▶ [What is expected]:
In the listing below, start at the line containing "Category under review: metal" and stop after the line containing "[280,48,327,67]". Reproduce that stretch in full, category lines included, and shift every bounding-box coordinate in the outputs up by 29.

▶ [Material shown]:
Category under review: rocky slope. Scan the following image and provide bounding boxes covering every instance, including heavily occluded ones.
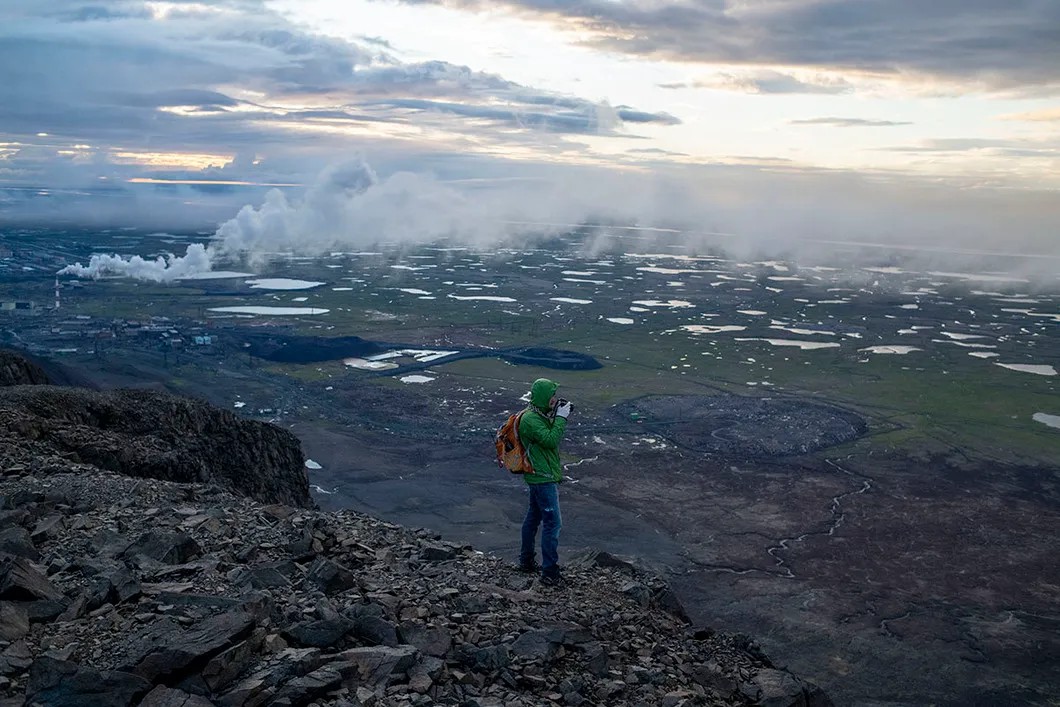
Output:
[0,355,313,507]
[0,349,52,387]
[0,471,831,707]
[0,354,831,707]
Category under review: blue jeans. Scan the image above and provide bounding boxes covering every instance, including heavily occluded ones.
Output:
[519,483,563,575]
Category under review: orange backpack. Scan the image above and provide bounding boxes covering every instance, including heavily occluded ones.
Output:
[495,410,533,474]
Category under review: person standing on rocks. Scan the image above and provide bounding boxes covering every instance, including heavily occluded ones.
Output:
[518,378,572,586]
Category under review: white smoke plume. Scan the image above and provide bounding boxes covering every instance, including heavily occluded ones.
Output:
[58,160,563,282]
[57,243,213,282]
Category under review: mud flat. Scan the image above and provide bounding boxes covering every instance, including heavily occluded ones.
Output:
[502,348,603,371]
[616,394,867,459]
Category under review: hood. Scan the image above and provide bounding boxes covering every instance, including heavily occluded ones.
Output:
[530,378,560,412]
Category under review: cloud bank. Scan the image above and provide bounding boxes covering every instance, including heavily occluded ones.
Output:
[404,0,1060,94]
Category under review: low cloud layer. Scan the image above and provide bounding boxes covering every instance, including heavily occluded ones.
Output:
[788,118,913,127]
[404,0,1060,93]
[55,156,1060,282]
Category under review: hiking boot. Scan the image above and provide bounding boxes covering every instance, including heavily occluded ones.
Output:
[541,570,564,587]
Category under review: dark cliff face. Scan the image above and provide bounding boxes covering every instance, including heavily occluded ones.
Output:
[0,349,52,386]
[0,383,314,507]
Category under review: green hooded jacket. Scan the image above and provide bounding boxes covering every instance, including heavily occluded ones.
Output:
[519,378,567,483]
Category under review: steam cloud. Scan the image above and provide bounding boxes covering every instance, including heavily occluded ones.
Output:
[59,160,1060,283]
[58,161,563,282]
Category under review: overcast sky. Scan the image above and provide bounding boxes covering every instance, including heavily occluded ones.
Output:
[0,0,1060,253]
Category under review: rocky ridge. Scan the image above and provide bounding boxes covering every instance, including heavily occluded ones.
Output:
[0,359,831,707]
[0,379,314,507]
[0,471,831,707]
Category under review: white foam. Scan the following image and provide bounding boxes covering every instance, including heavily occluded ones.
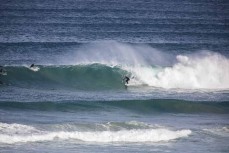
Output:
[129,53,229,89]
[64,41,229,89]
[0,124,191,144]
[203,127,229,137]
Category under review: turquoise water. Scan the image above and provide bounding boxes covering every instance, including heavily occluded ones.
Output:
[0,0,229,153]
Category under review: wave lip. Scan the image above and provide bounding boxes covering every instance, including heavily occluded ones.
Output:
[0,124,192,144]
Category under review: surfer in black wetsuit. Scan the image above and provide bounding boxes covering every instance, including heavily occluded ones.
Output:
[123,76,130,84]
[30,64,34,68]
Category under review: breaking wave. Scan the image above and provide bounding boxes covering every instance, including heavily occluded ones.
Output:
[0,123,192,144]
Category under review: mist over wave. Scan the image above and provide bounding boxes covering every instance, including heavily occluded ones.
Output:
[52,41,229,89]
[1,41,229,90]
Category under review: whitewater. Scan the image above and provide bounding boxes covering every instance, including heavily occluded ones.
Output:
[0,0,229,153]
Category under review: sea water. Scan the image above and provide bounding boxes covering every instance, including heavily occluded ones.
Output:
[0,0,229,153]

* * *

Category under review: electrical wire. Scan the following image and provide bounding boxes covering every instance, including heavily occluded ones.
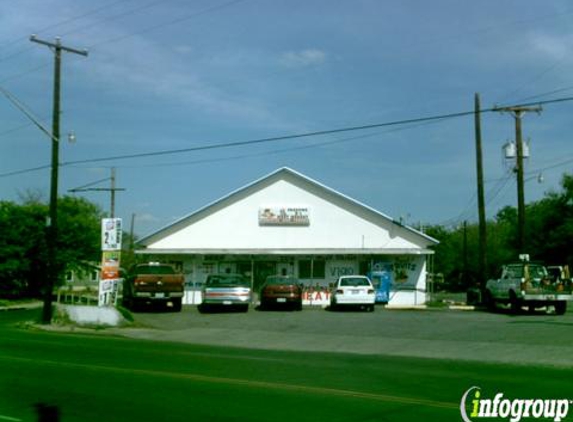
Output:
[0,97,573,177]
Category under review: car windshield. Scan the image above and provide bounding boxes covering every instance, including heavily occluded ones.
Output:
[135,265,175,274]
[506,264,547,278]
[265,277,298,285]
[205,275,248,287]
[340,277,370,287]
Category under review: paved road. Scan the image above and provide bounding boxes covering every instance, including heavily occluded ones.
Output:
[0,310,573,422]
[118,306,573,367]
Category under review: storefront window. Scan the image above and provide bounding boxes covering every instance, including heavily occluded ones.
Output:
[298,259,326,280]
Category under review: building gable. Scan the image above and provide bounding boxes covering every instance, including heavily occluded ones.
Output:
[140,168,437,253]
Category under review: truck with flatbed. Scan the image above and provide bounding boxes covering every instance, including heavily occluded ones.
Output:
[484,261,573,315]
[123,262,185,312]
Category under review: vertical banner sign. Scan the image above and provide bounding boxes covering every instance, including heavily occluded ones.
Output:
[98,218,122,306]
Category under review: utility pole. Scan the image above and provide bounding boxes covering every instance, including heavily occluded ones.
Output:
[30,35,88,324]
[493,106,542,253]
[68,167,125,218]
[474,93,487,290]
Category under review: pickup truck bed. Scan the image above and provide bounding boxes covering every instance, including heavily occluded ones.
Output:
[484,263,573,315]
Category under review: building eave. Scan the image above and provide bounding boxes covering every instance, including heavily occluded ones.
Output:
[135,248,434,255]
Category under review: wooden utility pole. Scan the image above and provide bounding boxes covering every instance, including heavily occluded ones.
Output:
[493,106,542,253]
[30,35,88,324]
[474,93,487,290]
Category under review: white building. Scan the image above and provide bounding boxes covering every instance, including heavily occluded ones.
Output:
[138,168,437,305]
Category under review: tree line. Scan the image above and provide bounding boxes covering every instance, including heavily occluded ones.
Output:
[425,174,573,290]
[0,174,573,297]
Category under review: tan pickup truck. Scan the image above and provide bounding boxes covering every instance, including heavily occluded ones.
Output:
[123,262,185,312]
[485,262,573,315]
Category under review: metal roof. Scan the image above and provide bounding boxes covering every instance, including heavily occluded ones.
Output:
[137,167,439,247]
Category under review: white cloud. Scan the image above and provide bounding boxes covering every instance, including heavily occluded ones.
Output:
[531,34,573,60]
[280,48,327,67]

▶ [Complete output]:
Category under review: metal roof. Scan the image above and provide bounding boxes covering every instance, including heavily occluded ones.
Output:
[166,196,468,276]
Category under review: white cloud. Scan the image above and provide bounding boxes covering every instance, including heavily occluded ones.
Output:
[560,63,602,89]
[309,77,356,96]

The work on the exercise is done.